- [Written problem] Gather every line in the rows below that contains the string "stem", and copy each one out in full.

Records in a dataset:
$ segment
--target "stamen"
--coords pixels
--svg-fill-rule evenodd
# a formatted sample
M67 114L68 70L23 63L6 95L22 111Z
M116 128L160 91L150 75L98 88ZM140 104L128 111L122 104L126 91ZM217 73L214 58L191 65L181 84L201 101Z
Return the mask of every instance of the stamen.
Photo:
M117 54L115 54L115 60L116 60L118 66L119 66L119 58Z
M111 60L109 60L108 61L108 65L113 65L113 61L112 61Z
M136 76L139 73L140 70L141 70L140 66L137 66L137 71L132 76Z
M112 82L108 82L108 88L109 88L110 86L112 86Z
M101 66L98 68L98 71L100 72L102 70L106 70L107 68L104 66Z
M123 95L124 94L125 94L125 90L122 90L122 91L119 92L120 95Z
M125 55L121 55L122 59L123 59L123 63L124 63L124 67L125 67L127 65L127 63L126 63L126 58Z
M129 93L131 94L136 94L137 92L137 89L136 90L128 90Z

...

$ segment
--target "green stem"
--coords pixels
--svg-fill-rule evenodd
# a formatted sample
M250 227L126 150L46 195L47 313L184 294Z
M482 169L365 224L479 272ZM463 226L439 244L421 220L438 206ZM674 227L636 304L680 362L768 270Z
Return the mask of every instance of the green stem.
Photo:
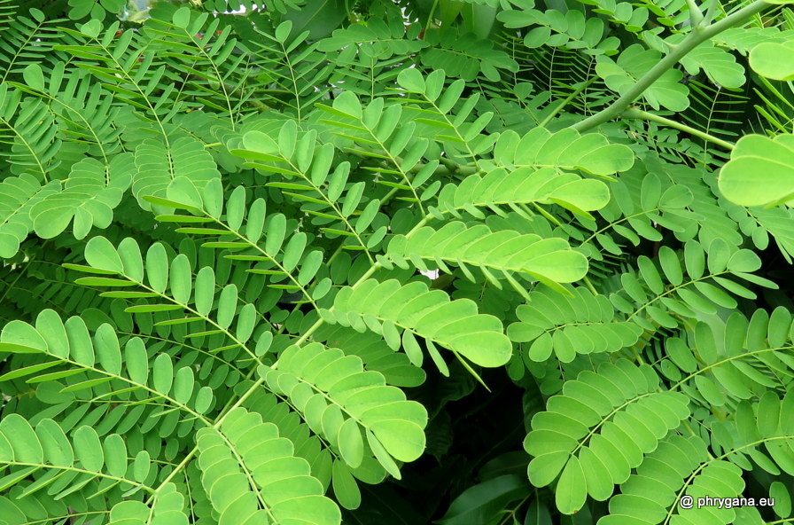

- [Solution for this task]
--target "green stem"
Return the mask of every instance of the green stem.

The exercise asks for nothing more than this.